Compito a: Restituisci senza alcuna modifica tutte le righe dei record riportati più avanti, dalla prima all'ultima.

Estratto del documento:
Da qualche parte dev’essere successo qualcosa, per attirare tanta attenzione degli analisti statunitensi sulle minacce alla sopravvivenza stessa degli Stati Uniti nel caso la Russia dovesse utilizzare i suoi nuovi sistemi di armamenti.

Siamo sinceri: la Russia è più debole dell’America. Non prendiamo nemmeno in considerazione l’economia, dove la differenza, ahimè, è di qualche ordine di grandezza. Guardiamo gli aspetti puramente militari, eliminando, per migliorare la comprensione, il “grande livellatore” – le armi nucleari.

Il potenziale militare e di combattimento delle parti in conflitto si calcola, in generale, rapidamente e senza difficoltà.

Il potenziale di mobilitazione si basa sulla dimensione della popolazione, secondo cui gli Stati Uniti, con 300 milioni di abitanti, ci superano due volte, e insieme all’Europa come alleato NATO e a Giappone-Corea-Australia come alleati per la vita, nove o dieci volte: ci sono circa 1 miliardo e 250 milioni di persone dalla loro parte.

Anche il loro vantaggio in truppe e armamenti convenzionali è significativo. Non travolgente, ma di circa tre volte. Nella flotta è di un ordine di grandezza.

L’infrastruttura. Il nostro esercito è in gran parte stanziato entro i confini nazionali. Loro invece hanno schierato una rete planetaria di basi militari, oltre tutto molto ravvicinate ai nostri confini. Solo un esempio: i nostri Tu-95 strategici (60 unità) e Tu-160 (16 unità) non sarebbero sufficienti nemmeno per i 100 aeroporti statunitensi e degli alleati, se dovessero avere il compito di effettuare un bombardamento sulle basi nemiche.

Da qui segue il vantaggio dell’avere accesso al territorio del nemico. Ad essere ancora una volta sinceri, è necessario riconoscerlo immediatamente: le nostre flotte non lasceranno le acque adiacenti. La Flotta del Nord sarà distrutta al largo dell’isola di Jan Mayen e certamente non supererà tutti quegli stretti danesi e le Isole Faroer. La flotta del Pacifico non uscirà dal Mar del Giappone, e se qualche (unico) sottomarino fuoriuscisse dalla baia di Avacha in Kamchatka, non combinerebbe lo stesso un granché senza missili nucleari a bordo.

in questo senso le potenzialità americane sorpassano le nostre non in misura aritmetica o geometrica, ma all’infinito. Murmansk si trova a due passi dalla Norvegia, membro della NATO, Pietroburgo dall’Estonia, anche essa membro della NATO, l’Estremo Oriente potrebbe essere facilmente bloccato dalla Settima Fflotta ed è neutralizzato dai territori di Corea, Giappone (per quanto Tokio blateri a proposito del suo stato di neutralità) e (un po’) con Guam. Dalla Romania i missili da crociera “Tomhawk” possono arrivare a Mosca.

In una parola, per non costruire ulteriormente un cavallo sferico nel vuoto di un mondo libero dal nucleare, completiamo semplicemente questa triste rassegna con un brindisi in onore delle armi nucleari russe [Espressione scherzosa che rimanda al modo di presentare i problemi in fisica, quando si cerca di semplificare un problema; ora si è diffusa anche nel linguaggio parlato in Russia quando si vuole sottolineare qualcosa di paradossale e assurdo].

Compito b:
Rispondi a ciascuna domanda sull'estratto qui sopra, contrassegnando le risposte con le stesse sigle.
(i) Quanti abitanti vengono attribuiti agli Stati Uniti?
(ii) Di quante unità di Tu-160 si parla?
(iii) Da quale paese, secondo l'estratto, i missili da crociera possono arrivare a Mosca?

Voci memorizzate:
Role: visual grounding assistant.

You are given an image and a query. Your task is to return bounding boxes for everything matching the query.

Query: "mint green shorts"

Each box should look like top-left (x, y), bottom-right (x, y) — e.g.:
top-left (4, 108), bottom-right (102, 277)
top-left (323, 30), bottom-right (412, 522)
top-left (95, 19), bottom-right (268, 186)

Risultato atteso a:
Role: visual grounding assistant.

You are given an image and a query. Your task is to return bounding boxes for everything matching the query.

Query: "mint green shorts"

Each box should look like top-left (x, y), bottom-right (x, y) — e.g.:
top-left (4, 108), bottom-right (102, 277)
top-left (323, 30), bottom-right (412, 522)
top-left (95, 19), bottom-right (268, 186)

Risultato atteso b:
(i) 300 milioni.
(ii) 16 unità.
(iii) Dalla Romania.